Your task:
Write out each line beneath this one exactly as it reads.
_ _ _
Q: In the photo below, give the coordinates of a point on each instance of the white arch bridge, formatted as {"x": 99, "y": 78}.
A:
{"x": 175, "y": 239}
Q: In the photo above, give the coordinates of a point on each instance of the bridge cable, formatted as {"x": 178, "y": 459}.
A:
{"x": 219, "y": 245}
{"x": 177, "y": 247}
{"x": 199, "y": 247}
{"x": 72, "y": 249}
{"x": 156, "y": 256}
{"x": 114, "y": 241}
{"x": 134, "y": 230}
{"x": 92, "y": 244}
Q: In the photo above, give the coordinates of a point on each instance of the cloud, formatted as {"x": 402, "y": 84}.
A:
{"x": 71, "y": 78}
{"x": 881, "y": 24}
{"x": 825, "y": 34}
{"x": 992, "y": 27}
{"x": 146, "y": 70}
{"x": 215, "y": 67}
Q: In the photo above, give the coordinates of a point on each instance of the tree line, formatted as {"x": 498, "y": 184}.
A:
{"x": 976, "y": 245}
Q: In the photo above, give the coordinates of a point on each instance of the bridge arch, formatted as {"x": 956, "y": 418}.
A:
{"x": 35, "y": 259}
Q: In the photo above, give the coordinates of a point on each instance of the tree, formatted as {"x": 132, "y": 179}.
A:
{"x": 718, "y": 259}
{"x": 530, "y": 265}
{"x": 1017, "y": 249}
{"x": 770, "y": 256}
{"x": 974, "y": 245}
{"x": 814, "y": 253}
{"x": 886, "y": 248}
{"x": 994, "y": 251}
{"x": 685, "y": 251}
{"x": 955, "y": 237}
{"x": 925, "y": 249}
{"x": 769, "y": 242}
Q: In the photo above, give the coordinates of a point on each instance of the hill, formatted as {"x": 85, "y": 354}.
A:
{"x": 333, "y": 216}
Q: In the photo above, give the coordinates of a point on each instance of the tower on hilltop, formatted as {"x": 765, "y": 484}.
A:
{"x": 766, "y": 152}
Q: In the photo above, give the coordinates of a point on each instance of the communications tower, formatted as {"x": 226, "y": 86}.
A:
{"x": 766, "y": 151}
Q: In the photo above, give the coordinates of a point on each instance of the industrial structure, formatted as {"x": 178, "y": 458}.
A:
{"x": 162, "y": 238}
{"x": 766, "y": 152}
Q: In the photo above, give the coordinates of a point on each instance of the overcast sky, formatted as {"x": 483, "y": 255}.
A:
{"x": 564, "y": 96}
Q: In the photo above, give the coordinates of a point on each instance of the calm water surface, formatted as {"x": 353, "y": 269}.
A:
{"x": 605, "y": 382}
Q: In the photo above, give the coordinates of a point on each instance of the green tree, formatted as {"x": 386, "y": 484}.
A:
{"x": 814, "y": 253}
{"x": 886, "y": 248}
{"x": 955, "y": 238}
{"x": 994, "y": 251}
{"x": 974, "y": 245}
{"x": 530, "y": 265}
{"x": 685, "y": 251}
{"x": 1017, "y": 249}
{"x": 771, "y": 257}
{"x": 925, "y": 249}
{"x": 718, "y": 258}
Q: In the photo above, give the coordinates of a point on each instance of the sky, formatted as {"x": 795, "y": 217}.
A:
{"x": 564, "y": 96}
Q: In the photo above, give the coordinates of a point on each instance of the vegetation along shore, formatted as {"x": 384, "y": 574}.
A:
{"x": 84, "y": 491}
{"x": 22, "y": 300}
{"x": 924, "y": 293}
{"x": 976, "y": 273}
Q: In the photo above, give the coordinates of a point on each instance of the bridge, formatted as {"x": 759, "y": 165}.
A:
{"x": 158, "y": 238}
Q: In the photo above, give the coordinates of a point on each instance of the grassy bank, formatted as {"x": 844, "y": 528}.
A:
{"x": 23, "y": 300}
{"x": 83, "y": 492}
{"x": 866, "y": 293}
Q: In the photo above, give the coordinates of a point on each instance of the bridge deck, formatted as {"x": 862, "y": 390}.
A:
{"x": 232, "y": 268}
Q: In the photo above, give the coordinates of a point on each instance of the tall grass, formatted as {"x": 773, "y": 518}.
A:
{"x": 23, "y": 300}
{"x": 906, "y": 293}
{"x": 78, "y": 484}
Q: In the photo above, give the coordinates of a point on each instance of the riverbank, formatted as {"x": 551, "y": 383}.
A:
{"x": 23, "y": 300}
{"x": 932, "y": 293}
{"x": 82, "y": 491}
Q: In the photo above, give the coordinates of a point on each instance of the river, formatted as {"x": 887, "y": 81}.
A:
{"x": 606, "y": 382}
_ _ _
Answer to the problem:
Q: In the photo below, give the coordinates of a point on each instance of the white arch bridge, formatted as {"x": 99, "y": 78}.
A:
{"x": 175, "y": 239}
Q: In the photo above, give the coordinates of a point on each instance of the bridge cable, formatted as {"x": 178, "y": 459}.
A:
{"x": 219, "y": 245}
{"x": 177, "y": 247}
{"x": 199, "y": 247}
{"x": 72, "y": 249}
{"x": 156, "y": 256}
{"x": 114, "y": 241}
{"x": 134, "y": 230}
{"x": 92, "y": 244}
Q: In the photo above, give the coordinates of a point on each instance of the cloud, formatted as {"x": 402, "y": 84}.
A:
{"x": 71, "y": 78}
{"x": 881, "y": 24}
{"x": 825, "y": 34}
{"x": 992, "y": 27}
{"x": 146, "y": 70}
{"x": 215, "y": 67}
Q: In the photo above, give the coordinates of a point on each instance of the tree line, formatted as {"x": 498, "y": 184}.
A:
{"x": 976, "y": 245}
Q: In the photo above, give the coordinates of a point on each instance of the bridge arch, formatted as {"x": 956, "y": 418}.
A:
{"x": 35, "y": 259}
Q: In the photo above, give the coordinates of a point on each instance of the tree, formatted as {"x": 132, "y": 179}.
A:
{"x": 718, "y": 259}
{"x": 530, "y": 265}
{"x": 1017, "y": 249}
{"x": 770, "y": 256}
{"x": 974, "y": 245}
{"x": 814, "y": 253}
{"x": 886, "y": 248}
{"x": 994, "y": 251}
{"x": 685, "y": 251}
{"x": 955, "y": 237}
{"x": 925, "y": 249}
{"x": 769, "y": 242}
Q: In the photo above, give the coordinates of a point on each instance of the hill, formatted as {"x": 85, "y": 354}.
A:
{"x": 333, "y": 216}
Q: In the photo above, give the coordinates of a point on each instance of the tower on hilltop, formatted as {"x": 765, "y": 484}.
A:
{"x": 766, "y": 152}
Q: In the photo above, give the coordinates of a point on each instance of the communications tower, formatted as {"x": 226, "y": 86}.
A:
{"x": 766, "y": 151}
Q: In the photo above, give the coordinates of a point on each instance of the industrial structure, formatted as {"x": 178, "y": 458}.
A:
{"x": 162, "y": 238}
{"x": 766, "y": 152}
Q: In the photo above, give the coordinates of a point on each instance of the overcast sky, formatted as {"x": 483, "y": 255}.
A:
{"x": 564, "y": 96}
Q: In the photo above, give the coordinates of a point on each instance of the calm water surface, formatted as {"x": 353, "y": 269}.
A:
{"x": 605, "y": 382}
Q: In the photo above, give the coordinates of a point on each instance of the green tree, formatted as {"x": 386, "y": 484}.
A:
{"x": 814, "y": 253}
{"x": 886, "y": 248}
{"x": 955, "y": 238}
{"x": 994, "y": 251}
{"x": 974, "y": 245}
{"x": 530, "y": 265}
{"x": 685, "y": 251}
{"x": 1017, "y": 249}
{"x": 771, "y": 257}
{"x": 925, "y": 249}
{"x": 718, "y": 258}
Q: In the photo above, give the coordinates of a point on each instance of the sky, formatted as {"x": 795, "y": 217}.
A:
{"x": 564, "y": 96}
Q: In the photo above, give the coordinates of a point on each instance of the vegetation along shore, formatted as {"x": 384, "y": 574}.
A:
{"x": 84, "y": 491}
{"x": 22, "y": 300}
{"x": 924, "y": 293}
{"x": 976, "y": 273}
Q: In the photo above, give the coordinates of a point on each instance of the bridge, formatted as {"x": 759, "y": 165}.
A:
{"x": 158, "y": 238}
Q: In the photo above, give the coordinates of a point on each instance of the grassy bank, formatted as {"x": 844, "y": 528}.
A:
{"x": 23, "y": 300}
{"x": 83, "y": 492}
{"x": 866, "y": 293}
Q: In the photo above, give the coordinates of a point on each instance of the bridge deck, formatted as {"x": 862, "y": 390}.
A:
{"x": 232, "y": 268}
Q: In the photo above, give the coordinates of a point on each instance of the tall grass, formatted as {"x": 773, "y": 518}.
A:
{"x": 23, "y": 300}
{"x": 906, "y": 293}
{"x": 78, "y": 484}
Q: In the photo above, give the coordinates of a point on each instance of the riverbank, formatted as {"x": 551, "y": 383}.
A:
{"x": 23, "y": 300}
{"x": 932, "y": 293}
{"x": 82, "y": 491}
Q: In the photo above, give the coordinates of a point on each instance of the river, formatted as {"x": 887, "y": 81}.
A:
{"x": 606, "y": 382}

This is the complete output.